- **EXCERPT**:
--
The Russian government has recently provided financial backing for a project to combat the spread of water hyacinth on the Kenyan side of Lake Victoria. Pollution is at the origin of the proliferation of this invasive plant.
The government of Kisumu County in Kenya has just obtained funding for the fight against water hyacinth. It comes from Russia, which is allocating $7 million to combat this invasive plant that is occupying more and more space on Lake Victoria.
The water hyacinth runs like a trail of powder over Lake Victoria. This phenomenon is caused by pollution of the lake, particularly by the wastewater that flows into it. They come from the large cities that border this freshwater body located in the heart of the Great Lakes region of East Africa. “Untreated wastewater causes eutrophication of the entire lake and provides a fertile environment for invasive weeds such as water hyacinth. As a result, fish stocks are running out,” said Naoko Ishii, Executive Director of the Global Environment Facility (GEF), recently.
A major clean-up project
The water hyacinth forms a thick layer over Lake Victoria, preventing any boat from navigating the contaminated area. However, the lake is at the heart of economic exchanges between the countries of the sub-region. This shows the importance of Russian financing.
It will enable the implementation of a project initiated by the Kisumu County Government in partnership with the Food and Agriculture Organization of the United Nations (FAO) and the United Nations Development Programme (UNDP). The FAO will focus on sustainable land management and environmental policy aspects, while UNDP will focus on economic aspects.
--
[Referring-expression pointing data]
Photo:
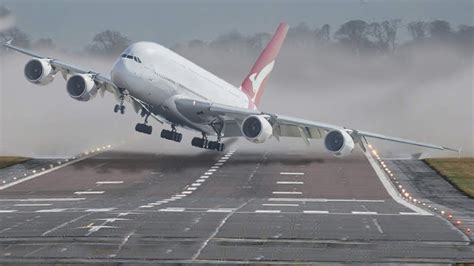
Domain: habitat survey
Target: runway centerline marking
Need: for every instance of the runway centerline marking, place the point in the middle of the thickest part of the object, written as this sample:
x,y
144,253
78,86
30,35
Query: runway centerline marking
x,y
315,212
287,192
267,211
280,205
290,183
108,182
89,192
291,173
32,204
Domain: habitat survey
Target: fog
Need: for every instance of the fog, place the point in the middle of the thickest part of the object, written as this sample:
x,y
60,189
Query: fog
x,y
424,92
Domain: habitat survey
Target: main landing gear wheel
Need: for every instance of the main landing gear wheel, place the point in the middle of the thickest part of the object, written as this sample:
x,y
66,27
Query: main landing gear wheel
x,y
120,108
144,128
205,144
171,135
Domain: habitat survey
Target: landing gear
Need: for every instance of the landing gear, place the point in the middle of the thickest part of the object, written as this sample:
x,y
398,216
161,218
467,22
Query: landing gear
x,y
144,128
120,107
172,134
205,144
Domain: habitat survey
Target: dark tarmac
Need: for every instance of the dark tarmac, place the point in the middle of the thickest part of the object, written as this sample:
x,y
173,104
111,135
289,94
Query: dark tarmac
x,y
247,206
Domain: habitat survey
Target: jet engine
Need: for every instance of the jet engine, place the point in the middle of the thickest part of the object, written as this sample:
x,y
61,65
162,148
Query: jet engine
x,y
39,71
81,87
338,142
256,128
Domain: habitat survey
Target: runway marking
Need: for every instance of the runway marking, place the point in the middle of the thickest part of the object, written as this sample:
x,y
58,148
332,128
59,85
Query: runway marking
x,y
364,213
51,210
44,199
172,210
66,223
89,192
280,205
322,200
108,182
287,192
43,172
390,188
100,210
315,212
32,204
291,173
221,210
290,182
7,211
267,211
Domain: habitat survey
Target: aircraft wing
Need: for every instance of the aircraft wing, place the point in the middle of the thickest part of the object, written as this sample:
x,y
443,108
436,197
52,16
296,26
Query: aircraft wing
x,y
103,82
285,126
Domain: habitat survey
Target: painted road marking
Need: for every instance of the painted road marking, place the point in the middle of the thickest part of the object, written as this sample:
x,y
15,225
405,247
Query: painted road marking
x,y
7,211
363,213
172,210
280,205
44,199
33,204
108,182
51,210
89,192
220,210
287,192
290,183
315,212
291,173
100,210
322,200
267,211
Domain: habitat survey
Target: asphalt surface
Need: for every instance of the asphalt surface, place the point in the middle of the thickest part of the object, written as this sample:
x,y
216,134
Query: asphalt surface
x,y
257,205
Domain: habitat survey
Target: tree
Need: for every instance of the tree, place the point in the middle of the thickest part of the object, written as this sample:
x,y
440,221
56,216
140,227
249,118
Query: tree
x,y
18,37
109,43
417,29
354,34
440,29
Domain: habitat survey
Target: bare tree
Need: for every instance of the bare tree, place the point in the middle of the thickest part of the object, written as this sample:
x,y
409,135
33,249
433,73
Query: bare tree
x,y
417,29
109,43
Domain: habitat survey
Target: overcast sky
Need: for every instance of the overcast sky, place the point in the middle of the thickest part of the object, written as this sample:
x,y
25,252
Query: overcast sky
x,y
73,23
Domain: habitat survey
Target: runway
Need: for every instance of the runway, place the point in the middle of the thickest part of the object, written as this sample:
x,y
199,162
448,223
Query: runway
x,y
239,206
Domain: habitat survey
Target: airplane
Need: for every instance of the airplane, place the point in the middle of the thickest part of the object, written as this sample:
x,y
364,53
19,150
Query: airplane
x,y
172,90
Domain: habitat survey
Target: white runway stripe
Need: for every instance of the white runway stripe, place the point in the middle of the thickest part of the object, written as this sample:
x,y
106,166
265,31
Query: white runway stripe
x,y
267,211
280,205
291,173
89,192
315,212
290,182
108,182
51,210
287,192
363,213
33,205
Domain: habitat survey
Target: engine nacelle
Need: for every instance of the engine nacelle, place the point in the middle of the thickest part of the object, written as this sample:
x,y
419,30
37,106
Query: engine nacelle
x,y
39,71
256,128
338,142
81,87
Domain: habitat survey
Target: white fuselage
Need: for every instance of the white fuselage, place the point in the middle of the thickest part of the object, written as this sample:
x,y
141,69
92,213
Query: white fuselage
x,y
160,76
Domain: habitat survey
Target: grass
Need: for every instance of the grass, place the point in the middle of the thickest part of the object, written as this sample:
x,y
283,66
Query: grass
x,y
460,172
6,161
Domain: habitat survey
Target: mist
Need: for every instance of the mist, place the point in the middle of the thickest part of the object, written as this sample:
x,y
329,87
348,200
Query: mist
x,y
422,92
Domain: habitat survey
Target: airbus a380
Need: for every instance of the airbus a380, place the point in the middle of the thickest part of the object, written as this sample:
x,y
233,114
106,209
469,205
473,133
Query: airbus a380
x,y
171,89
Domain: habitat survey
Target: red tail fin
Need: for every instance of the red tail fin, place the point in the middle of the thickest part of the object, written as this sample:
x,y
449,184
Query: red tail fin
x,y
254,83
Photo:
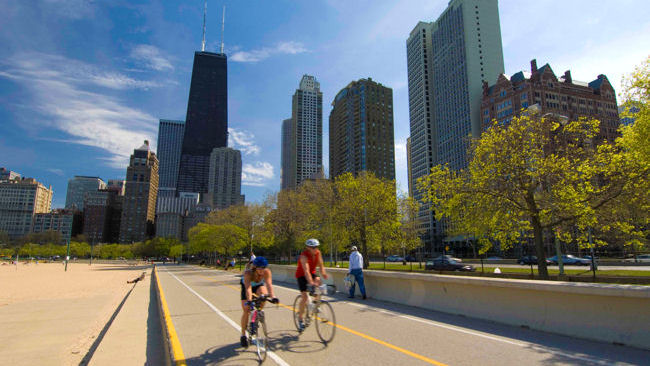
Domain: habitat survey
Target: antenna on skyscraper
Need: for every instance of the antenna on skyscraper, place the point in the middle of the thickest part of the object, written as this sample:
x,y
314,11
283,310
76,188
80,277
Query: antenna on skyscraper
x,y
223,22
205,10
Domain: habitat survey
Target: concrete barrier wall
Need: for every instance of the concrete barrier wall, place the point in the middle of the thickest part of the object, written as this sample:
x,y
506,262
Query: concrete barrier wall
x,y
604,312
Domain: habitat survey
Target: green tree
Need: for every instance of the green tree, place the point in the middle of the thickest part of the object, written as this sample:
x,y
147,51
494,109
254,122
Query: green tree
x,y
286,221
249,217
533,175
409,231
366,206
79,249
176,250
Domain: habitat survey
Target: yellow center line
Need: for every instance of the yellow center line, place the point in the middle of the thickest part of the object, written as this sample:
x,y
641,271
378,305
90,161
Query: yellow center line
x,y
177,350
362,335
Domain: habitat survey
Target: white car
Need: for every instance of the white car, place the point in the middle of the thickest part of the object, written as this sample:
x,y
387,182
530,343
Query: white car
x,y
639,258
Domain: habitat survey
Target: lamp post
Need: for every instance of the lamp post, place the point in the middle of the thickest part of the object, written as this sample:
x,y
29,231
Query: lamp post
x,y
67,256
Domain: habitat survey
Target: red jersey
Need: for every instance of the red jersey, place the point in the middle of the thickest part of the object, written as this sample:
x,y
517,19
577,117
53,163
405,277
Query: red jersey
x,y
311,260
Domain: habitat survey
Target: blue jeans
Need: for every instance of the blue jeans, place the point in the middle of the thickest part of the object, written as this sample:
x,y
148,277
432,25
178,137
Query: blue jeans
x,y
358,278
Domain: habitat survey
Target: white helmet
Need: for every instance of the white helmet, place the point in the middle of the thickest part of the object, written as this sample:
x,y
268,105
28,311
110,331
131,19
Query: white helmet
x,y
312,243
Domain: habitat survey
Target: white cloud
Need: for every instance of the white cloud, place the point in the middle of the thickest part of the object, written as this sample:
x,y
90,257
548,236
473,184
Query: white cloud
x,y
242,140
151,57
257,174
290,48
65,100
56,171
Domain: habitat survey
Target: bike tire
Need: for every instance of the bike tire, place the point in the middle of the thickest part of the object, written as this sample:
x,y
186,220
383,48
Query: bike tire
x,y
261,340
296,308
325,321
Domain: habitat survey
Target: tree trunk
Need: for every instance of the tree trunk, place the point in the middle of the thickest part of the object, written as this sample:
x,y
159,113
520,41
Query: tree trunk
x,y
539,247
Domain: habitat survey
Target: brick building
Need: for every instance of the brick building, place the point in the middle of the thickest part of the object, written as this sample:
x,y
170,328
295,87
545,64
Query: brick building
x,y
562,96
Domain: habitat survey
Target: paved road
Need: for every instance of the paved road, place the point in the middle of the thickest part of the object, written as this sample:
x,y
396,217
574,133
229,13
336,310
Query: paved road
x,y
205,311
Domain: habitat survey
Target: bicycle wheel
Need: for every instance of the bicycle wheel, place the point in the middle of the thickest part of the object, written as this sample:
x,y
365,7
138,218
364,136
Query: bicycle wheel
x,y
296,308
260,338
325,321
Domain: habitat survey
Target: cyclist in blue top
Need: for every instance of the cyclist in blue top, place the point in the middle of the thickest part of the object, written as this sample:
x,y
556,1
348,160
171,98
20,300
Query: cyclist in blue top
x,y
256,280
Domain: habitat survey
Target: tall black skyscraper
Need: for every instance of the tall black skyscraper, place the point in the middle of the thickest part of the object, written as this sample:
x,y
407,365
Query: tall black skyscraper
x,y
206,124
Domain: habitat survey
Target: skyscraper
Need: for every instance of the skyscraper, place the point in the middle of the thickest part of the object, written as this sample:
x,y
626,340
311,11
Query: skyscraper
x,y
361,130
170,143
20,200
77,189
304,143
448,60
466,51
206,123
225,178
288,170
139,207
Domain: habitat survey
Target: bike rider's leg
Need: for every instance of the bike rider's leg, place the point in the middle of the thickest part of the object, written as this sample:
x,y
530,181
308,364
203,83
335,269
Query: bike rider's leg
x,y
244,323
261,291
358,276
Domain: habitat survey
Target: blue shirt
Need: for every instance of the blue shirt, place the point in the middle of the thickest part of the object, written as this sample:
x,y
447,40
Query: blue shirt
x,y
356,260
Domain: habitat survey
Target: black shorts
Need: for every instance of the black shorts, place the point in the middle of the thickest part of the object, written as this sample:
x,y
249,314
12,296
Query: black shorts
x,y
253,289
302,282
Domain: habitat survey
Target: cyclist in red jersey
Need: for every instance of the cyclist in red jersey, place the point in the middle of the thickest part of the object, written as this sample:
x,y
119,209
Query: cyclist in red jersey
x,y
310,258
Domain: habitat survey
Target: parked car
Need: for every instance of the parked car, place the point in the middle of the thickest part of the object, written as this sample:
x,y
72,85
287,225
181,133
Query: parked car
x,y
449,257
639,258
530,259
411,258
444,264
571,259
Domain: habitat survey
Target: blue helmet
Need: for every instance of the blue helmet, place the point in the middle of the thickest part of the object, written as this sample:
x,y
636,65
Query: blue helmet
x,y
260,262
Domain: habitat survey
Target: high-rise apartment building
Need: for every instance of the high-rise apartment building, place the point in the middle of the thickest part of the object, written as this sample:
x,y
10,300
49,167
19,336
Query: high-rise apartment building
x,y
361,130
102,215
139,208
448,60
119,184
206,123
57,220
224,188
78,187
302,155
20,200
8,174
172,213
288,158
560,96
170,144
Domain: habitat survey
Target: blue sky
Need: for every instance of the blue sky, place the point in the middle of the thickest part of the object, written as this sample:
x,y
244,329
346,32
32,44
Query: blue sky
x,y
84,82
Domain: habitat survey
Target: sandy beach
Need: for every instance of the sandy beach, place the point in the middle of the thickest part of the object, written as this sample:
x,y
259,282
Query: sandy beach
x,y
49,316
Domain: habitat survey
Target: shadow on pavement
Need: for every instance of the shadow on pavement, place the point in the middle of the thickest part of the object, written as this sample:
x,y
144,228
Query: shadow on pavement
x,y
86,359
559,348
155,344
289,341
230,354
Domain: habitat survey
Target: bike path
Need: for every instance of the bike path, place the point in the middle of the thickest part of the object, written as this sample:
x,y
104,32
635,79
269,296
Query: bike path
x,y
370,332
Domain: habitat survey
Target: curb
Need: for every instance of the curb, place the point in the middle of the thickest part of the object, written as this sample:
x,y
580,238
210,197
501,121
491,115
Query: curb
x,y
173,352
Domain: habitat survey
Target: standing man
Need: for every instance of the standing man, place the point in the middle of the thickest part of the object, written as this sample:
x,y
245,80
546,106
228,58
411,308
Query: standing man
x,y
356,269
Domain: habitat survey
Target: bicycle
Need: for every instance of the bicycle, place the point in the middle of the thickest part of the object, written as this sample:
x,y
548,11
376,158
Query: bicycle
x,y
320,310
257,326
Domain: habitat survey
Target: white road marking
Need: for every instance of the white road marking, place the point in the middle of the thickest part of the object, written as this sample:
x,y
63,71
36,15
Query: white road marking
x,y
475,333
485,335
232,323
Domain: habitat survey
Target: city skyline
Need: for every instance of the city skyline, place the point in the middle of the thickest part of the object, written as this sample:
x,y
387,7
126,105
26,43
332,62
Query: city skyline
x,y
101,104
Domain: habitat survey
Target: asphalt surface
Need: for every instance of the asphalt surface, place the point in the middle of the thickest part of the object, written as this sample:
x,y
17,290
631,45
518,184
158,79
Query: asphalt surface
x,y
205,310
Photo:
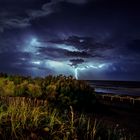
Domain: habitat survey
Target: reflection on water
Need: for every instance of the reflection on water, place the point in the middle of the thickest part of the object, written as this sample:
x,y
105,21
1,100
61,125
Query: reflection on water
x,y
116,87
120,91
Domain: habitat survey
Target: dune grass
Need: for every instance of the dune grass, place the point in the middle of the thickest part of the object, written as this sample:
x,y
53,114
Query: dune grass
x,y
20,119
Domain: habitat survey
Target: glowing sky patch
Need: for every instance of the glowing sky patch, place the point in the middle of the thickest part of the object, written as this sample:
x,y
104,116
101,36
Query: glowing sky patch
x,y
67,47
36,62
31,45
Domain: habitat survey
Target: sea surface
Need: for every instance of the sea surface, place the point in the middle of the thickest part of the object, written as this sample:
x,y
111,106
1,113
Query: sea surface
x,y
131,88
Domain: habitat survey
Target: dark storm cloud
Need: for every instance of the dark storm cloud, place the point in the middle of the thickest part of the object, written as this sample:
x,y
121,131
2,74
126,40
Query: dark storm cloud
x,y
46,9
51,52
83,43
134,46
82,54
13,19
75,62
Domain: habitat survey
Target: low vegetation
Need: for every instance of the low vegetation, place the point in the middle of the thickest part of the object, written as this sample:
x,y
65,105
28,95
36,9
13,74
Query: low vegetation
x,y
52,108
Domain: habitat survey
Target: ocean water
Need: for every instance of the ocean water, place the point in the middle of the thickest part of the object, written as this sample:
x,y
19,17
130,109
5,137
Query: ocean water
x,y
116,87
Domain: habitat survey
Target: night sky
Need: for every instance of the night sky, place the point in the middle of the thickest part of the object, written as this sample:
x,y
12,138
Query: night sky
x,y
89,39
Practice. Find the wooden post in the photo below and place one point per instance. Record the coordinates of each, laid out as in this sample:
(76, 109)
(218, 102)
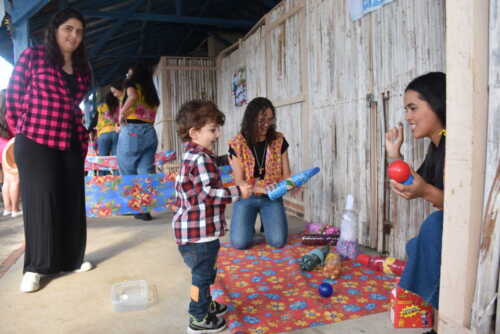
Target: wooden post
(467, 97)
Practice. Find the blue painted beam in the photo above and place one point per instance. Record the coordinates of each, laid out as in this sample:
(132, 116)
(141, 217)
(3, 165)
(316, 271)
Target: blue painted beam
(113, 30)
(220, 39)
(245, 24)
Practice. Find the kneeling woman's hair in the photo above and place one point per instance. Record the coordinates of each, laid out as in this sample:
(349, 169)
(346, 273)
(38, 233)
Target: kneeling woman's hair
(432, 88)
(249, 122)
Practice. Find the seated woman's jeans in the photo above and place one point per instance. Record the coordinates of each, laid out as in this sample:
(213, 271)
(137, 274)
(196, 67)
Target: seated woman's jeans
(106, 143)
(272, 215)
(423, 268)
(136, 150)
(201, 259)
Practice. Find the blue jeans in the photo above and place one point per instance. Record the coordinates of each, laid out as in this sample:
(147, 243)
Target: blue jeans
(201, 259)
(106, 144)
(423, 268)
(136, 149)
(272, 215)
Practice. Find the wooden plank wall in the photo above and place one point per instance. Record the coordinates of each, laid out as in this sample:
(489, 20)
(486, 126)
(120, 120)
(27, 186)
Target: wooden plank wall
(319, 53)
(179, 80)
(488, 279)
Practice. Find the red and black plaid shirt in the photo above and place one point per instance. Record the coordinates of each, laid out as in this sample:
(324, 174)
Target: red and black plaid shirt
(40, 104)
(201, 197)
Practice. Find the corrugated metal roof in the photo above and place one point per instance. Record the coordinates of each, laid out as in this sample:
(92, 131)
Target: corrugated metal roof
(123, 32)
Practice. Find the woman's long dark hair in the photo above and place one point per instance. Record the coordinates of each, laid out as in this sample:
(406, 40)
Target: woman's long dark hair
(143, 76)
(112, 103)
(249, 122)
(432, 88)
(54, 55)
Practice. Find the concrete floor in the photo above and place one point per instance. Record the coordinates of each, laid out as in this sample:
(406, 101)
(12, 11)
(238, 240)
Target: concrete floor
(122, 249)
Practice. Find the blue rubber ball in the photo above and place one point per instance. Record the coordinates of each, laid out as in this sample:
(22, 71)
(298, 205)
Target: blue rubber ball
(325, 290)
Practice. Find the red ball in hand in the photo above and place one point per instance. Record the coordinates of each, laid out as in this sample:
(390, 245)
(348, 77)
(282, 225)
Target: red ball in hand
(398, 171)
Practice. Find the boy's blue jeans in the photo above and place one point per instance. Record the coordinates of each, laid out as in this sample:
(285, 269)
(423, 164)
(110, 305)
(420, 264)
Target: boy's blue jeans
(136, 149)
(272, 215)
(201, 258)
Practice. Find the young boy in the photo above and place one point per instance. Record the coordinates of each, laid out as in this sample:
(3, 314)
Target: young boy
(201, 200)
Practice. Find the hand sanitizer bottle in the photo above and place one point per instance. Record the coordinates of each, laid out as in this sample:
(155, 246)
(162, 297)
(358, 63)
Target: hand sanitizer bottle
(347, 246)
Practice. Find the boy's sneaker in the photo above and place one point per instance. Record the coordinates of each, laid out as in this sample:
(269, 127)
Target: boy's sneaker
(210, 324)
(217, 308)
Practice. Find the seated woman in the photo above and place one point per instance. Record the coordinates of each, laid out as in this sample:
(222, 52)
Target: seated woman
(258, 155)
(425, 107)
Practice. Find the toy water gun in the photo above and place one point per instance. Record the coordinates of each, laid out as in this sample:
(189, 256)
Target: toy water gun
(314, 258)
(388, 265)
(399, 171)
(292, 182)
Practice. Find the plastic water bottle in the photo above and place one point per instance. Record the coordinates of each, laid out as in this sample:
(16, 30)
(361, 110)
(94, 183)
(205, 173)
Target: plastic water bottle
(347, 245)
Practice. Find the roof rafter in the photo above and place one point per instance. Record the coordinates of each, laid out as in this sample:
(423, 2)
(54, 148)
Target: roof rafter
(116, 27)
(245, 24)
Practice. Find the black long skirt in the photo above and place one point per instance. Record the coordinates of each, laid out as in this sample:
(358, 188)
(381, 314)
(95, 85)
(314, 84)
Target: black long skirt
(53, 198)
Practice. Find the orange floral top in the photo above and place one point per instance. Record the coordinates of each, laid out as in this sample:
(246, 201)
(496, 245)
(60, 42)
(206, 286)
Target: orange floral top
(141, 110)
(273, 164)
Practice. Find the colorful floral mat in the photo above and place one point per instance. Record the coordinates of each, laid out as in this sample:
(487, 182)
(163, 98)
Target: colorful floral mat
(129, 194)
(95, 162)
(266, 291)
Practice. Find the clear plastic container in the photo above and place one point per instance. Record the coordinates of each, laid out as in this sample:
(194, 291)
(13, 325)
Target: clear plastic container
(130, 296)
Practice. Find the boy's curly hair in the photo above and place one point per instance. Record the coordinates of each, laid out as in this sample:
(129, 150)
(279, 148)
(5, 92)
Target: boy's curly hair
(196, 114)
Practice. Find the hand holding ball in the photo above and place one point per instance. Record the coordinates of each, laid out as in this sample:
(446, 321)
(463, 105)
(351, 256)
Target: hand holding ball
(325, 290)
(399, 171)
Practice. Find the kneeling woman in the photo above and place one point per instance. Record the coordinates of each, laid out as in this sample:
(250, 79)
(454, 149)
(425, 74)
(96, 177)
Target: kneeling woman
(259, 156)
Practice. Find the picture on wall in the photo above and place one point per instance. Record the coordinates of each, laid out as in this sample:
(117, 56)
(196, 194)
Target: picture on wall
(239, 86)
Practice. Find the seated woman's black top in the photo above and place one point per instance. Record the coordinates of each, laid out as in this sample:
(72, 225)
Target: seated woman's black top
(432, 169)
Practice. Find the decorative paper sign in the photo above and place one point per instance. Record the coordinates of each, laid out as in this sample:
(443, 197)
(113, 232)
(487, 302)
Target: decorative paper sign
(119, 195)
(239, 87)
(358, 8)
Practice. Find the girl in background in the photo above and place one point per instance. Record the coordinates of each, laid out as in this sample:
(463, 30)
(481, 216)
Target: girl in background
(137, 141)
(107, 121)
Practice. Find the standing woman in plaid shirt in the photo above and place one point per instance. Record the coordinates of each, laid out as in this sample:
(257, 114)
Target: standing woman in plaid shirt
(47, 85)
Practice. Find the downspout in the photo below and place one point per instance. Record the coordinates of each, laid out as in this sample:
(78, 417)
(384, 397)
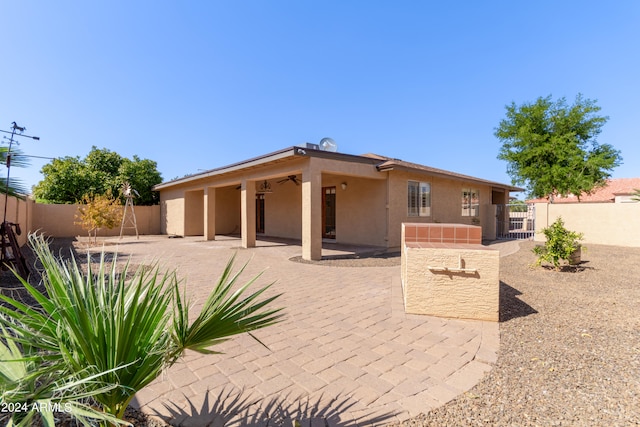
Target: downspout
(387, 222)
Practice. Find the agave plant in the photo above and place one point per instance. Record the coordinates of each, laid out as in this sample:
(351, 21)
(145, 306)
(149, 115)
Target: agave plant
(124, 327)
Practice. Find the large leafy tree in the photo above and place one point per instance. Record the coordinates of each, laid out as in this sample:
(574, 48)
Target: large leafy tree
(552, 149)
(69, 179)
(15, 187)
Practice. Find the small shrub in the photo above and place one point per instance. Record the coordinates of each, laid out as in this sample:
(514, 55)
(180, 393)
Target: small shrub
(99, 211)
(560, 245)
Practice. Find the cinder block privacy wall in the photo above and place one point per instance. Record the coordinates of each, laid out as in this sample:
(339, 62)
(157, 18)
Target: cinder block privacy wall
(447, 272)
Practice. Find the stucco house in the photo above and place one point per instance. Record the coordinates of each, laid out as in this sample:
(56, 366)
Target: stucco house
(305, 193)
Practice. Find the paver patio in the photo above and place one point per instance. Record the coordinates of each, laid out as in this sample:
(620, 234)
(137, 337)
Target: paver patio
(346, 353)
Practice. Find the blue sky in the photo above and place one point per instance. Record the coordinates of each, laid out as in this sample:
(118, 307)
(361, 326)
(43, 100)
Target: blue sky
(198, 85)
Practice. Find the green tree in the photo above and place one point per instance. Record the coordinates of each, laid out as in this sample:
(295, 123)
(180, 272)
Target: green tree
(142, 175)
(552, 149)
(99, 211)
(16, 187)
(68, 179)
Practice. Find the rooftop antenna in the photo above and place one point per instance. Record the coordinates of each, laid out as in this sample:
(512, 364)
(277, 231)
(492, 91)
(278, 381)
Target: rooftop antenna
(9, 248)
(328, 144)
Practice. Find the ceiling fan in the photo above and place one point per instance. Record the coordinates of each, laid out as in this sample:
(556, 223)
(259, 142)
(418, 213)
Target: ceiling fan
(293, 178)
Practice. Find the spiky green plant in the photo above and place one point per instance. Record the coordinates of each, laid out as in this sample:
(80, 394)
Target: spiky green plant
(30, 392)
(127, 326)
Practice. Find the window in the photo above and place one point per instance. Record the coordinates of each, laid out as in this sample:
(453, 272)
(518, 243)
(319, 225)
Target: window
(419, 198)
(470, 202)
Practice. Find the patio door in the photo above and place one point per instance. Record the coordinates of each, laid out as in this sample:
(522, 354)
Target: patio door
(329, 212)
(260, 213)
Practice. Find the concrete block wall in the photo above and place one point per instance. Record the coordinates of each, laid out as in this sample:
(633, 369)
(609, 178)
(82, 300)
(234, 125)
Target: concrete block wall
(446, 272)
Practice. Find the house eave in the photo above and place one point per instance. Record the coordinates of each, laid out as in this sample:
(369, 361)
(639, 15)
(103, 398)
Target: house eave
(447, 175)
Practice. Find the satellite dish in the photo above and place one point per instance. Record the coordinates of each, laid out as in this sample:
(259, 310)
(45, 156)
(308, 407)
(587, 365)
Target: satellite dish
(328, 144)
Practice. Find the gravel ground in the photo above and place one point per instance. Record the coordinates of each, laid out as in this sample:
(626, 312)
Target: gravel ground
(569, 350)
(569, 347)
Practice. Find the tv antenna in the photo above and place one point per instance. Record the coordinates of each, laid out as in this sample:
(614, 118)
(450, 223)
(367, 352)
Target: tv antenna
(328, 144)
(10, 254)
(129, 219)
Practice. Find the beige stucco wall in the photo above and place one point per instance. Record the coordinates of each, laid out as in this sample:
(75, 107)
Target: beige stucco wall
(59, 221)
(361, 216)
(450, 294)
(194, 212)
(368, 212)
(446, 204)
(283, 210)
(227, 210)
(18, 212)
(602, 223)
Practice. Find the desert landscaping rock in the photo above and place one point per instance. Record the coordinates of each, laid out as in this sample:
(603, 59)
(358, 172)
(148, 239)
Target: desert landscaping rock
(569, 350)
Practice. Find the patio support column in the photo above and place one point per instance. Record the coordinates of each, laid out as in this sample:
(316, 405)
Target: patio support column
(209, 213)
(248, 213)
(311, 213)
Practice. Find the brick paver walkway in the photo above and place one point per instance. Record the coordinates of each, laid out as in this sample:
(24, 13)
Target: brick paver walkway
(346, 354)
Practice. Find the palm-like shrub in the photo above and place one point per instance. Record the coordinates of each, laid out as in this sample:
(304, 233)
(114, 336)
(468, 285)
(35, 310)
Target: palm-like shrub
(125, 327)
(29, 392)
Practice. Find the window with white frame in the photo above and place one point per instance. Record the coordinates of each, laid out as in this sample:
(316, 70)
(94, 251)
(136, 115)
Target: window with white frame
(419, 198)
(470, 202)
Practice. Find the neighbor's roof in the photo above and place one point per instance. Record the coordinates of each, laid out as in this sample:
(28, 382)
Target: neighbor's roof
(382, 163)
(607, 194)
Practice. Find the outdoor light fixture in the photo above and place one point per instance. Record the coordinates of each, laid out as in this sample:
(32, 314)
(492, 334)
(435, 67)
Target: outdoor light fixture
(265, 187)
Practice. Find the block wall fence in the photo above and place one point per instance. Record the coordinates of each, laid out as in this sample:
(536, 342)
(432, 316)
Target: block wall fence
--
- **TASKS TO CARRY OUT**:
(1) According to the article on water hyacinth in Lake Victoria, how much money is Russia allocating to combat the plant?
(2) Continue the article on water hyacinth in Lake Victoria from its last sentence.

- **ACTIVITY ANSWERS**:
(1) $7 million

(2)
In concrete terms, the project will provide support to private investors for the development of water hyacinth. This plant can be used to produce biogas, a very purified product that can replace ordinary gas or avoid excessive logging by people living in rural areas.
The valorisation of water hyacinth
Several local, national and international companies are already interested in the development of biogas in Kenya. This is the case of the Anglo-Swedish pharmaceutical group, AstraZeneca, which has partnered with the Cambridge Institute for Sustainability Leadership (Cisl), a research institute based in England, to build 50 biodigesters in Dunga Beach, Kisumu County.
The goal of the Kisumu Government’s project is to rid Lake Victoria of water hyacinth on at least 14,000 hectares. It will be spread over a period of three years. According to the government, the project is expected to benefit 4.5 million people who share Lake Victoria in Kisumu, Busia, Migori, Homa Bay and Siaya counties.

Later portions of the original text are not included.